Find "the white cloud" in the data below; transcribe the line it appears on and each line after it, exactly, to the end, and nothing else.
==== Excerpted records
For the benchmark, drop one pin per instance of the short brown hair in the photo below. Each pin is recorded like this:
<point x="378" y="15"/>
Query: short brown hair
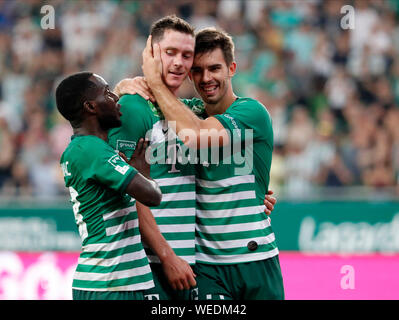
<point x="209" y="39"/>
<point x="171" y="22"/>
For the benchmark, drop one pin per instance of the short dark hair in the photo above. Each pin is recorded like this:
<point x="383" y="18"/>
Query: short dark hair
<point x="171" y="22"/>
<point x="209" y="39"/>
<point x="71" y="93"/>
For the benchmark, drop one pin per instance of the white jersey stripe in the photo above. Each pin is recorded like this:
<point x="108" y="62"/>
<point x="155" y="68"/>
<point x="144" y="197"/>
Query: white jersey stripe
<point x="178" y="212"/>
<point x="163" y="182"/>
<point x="119" y="213"/>
<point x="132" y="287"/>
<point x="227" y="244"/>
<point x="226" y="197"/>
<point x="223" y="213"/>
<point x="176" y="196"/>
<point x="112" y="261"/>
<point x="94" y="276"/>
<point x="201" y="257"/>
<point x="111" y="245"/>
<point x="131" y="224"/>
<point x="175" y="228"/>
<point x="259" y="225"/>
<point x="226" y="182"/>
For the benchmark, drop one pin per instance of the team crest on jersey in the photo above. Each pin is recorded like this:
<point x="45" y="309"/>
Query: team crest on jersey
<point x="114" y="160"/>
<point x="125" y="145"/>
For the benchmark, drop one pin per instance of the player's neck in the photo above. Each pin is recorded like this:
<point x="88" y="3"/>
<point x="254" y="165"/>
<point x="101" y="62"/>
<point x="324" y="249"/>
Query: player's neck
<point x="222" y="105"/>
<point x="88" y="129"/>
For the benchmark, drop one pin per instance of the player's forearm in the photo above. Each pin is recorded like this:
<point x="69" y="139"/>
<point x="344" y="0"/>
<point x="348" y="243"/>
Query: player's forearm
<point x="151" y="234"/>
<point x="175" y="110"/>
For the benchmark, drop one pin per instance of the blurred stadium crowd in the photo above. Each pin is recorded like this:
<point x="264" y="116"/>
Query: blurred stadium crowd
<point x="333" y="94"/>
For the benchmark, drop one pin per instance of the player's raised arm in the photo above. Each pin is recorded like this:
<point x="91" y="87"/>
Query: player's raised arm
<point x="142" y="187"/>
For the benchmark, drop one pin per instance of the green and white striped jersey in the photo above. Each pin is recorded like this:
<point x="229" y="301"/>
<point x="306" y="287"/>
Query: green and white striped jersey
<point x="231" y="226"/>
<point x="112" y="256"/>
<point x="175" y="216"/>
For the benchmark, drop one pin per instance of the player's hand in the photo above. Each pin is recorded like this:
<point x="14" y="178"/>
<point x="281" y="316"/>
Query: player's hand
<point x="152" y="64"/>
<point x="269" y="202"/>
<point x="136" y="85"/>
<point x="138" y="160"/>
<point x="179" y="273"/>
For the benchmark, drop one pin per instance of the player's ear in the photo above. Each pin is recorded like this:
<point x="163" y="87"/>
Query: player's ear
<point x="232" y="68"/>
<point x="89" y="106"/>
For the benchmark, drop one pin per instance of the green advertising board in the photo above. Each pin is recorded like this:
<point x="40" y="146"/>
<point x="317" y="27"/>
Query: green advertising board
<point x="337" y="227"/>
<point x="324" y="227"/>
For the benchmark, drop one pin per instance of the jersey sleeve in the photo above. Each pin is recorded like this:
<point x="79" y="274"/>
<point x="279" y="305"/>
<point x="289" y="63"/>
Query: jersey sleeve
<point x="136" y="120"/>
<point x="248" y="118"/>
<point x="103" y="165"/>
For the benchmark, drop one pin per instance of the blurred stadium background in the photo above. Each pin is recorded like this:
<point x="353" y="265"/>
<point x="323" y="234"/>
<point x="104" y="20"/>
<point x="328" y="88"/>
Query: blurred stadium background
<point x="333" y="95"/>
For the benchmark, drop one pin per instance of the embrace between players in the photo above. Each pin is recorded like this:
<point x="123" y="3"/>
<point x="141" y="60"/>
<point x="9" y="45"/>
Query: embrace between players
<point x="172" y="230"/>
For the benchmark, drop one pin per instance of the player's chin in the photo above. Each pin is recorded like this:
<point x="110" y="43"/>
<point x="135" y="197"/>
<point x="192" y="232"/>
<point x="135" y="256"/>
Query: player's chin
<point x="174" y="82"/>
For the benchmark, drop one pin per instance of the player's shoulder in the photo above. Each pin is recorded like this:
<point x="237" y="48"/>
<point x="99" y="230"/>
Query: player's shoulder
<point x="84" y="147"/>
<point x="252" y="105"/>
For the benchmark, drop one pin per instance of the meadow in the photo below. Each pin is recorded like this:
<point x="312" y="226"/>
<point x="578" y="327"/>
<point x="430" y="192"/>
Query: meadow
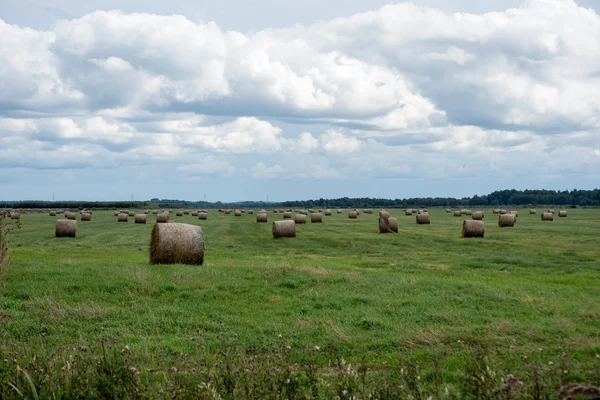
<point x="340" y="311"/>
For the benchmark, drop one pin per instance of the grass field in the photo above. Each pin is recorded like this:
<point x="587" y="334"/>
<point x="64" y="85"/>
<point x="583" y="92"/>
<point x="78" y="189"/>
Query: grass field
<point x="340" y="310"/>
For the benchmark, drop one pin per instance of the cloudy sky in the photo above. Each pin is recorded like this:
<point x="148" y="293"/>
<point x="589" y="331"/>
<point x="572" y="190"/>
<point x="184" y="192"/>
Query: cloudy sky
<point x="241" y="100"/>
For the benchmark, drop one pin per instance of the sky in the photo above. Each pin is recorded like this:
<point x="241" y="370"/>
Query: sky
<point x="238" y="100"/>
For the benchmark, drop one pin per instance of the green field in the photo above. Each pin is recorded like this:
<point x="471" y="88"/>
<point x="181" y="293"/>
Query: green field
<point x="340" y="310"/>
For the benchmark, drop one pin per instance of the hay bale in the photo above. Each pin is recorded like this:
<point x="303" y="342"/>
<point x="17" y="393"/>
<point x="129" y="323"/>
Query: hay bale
<point x="177" y="244"/>
<point x="66" y="228"/>
<point x="384" y="214"/>
<point x="506" y="220"/>
<point x="284" y="229"/>
<point x="547" y="217"/>
<point x="388" y="225"/>
<point x="261" y="217"/>
<point x="300" y="218"/>
<point x="473" y="228"/>
<point x="423" y="219"/>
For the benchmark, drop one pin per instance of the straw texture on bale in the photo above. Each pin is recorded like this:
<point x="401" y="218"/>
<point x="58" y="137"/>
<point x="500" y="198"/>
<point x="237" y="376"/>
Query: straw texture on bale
<point x="300" y="218"/>
<point x="284" y="229"/>
<point x="261" y="217"/>
<point x="547" y="217"/>
<point x="177" y="244"/>
<point x="473" y="228"/>
<point x="388" y="225"/>
<point x="423" y="219"/>
<point x="66" y="228"/>
<point x="506" y="220"/>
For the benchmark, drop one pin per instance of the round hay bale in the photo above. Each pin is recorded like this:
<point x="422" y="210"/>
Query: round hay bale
<point x="547" y="217"/>
<point x="66" y="228"/>
<point x="423" y="219"/>
<point x="506" y="220"/>
<point x="384" y="214"/>
<point x="473" y="228"/>
<point x="300" y="218"/>
<point x="177" y="244"/>
<point x="261" y="217"/>
<point x="388" y="225"/>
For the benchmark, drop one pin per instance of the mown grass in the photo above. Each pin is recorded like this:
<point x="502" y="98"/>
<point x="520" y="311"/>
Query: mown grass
<point x="420" y="313"/>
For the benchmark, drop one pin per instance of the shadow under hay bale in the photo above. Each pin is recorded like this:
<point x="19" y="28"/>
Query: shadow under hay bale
<point x="177" y="244"/>
<point x="473" y="228"/>
<point x="284" y="229"/>
<point x="66" y="228"/>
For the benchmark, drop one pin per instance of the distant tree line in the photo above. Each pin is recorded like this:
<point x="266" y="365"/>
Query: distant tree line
<point x="497" y="198"/>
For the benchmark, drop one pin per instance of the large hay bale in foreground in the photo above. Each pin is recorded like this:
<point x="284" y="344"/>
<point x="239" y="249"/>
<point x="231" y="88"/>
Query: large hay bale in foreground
<point x="261" y="217"/>
<point x="300" y="218"/>
<point x="547" y="217"/>
<point x="66" y="228"/>
<point x="388" y="225"/>
<point x="423" y="219"/>
<point x="506" y="220"/>
<point x="473" y="228"/>
<point x="284" y="229"/>
<point x="177" y="244"/>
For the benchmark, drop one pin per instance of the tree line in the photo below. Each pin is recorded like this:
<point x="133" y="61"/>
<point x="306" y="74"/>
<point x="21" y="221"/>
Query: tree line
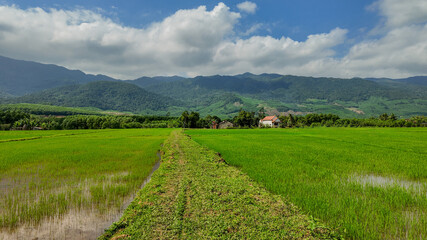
<point x="19" y="120"/>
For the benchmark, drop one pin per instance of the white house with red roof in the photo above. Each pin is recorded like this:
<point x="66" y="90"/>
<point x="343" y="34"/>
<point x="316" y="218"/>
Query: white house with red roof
<point x="271" y="121"/>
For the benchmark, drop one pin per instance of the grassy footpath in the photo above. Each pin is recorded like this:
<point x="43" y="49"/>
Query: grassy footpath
<point x="194" y="194"/>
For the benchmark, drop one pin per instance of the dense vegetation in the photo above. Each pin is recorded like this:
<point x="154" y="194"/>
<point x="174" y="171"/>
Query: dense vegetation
<point x="222" y="96"/>
<point x="47" y="110"/>
<point x="22" y="77"/>
<point x="369" y="182"/>
<point x="104" y="95"/>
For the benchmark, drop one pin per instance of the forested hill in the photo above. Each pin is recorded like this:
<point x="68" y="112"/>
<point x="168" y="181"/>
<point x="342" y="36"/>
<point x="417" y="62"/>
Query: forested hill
<point x="19" y="77"/>
<point x="286" y="88"/>
<point x="104" y="95"/>
<point x="216" y="95"/>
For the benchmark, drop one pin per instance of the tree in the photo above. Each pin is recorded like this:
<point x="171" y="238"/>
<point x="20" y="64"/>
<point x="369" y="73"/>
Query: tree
<point x="261" y="113"/>
<point x="184" y="119"/>
<point x="245" y="119"/>
<point x="291" y="121"/>
<point x="193" y="118"/>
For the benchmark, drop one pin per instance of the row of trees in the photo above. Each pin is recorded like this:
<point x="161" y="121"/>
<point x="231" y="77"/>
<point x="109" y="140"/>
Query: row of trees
<point x="21" y="120"/>
<point x="244" y="119"/>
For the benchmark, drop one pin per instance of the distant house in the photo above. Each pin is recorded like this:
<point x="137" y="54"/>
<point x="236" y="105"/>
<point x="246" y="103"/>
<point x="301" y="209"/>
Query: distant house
<point x="214" y="125"/>
<point x="271" y="121"/>
<point x="225" y="124"/>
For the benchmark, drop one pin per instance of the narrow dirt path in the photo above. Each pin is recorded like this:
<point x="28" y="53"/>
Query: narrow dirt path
<point x="196" y="195"/>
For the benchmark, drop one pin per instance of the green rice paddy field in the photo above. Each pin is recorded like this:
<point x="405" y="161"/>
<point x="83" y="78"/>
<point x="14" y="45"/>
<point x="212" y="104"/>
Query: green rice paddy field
<point x="46" y="173"/>
<point x="371" y="183"/>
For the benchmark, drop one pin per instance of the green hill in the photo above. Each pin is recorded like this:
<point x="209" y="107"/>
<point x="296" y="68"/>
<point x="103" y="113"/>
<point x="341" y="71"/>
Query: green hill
<point x="19" y="77"/>
<point x="104" y="95"/>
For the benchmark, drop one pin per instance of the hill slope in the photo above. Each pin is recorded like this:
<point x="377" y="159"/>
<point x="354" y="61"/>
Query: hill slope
<point x="19" y="77"/>
<point x="104" y="95"/>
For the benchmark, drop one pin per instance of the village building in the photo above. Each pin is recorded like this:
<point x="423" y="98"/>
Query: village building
<point x="214" y="125"/>
<point x="270" y="121"/>
<point x="225" y="124"/>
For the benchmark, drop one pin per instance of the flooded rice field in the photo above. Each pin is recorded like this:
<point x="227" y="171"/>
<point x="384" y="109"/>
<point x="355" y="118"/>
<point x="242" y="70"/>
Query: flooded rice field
<point x="74" y="224"/>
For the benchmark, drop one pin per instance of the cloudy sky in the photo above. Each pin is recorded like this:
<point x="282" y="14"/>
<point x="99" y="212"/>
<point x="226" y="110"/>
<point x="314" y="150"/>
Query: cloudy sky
<point x="130" y="39"/>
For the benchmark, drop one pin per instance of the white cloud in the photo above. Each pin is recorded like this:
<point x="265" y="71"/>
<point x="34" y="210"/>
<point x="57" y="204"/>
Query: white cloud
<point x="203" y="42"/>
<point x="248" y="7"/>
<point x="403" y="12"/>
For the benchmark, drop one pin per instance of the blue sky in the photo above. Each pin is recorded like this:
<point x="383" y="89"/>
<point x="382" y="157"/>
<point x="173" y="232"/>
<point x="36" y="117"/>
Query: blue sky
<point x="128" y="39"/>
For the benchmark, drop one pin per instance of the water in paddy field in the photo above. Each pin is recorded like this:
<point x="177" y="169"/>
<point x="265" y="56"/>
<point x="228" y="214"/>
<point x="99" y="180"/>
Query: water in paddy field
<point x="385" y="182"/>
<point x="76" y="224"/>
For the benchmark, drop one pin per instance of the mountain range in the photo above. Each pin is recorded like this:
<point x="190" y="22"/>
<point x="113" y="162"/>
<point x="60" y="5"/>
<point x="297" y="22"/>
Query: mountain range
<point x="31" y="82"/>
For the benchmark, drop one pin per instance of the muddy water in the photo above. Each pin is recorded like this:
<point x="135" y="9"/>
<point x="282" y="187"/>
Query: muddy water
<point x="76" y="224"/>
<point x="384" y="182"/>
========
**Expected answer**
For the benchmark, drop one pin per instance of the white cloud in the photo above. Each pin is recorded like this:
<point x="265" y="71"/>
<point x="34" y="210"/>
<point x="57" y="204"/>
Query: white cloud
<point x="203" y="42"/>
<point x="248" y="7"/>
<point x="403" y="12"/>
For the benchmark, drop one pin per instance of the blue sky in the photo above. Each pin is recorded like this:
<point x="383" y="89"/>
<point x="382" y="157"/>
<point x="173" y="232"/>
<point x="36" y="117"/>
Query: blue sky
<point x="128" y="39"/>
For the benchmark, drop one pin per instance of the water in paddy field in the photo above. Each pin is recorded like this:
<point x="177" y="169"/>
<point x="265" y="56"/>
<point x="228" y="214"/>
<point x="99" y="180"/>
Query: water in paddy field
<point x="385" y="182"/>
<point x="76" y="224"/>
For the benchmark, drop one pin per instance of the mountain range in the photo above. Each pin is recorded like this:
<point x="190" y="22"/>
<point x="113" y="162"/>
<point x="60" y="5"/>
<point x="297" y="22"/>
Query: mountain range
<point x="31" y="82"/>
For the benchmark, drop one pin per instance of the muddy water in the photo above. Each pin is recorded like this:
<point x="135" y="9"/>
<point x="282" y="187"/>
Query: muddy water
<point x="76" y="224"/>
<point x="384" y="182"/>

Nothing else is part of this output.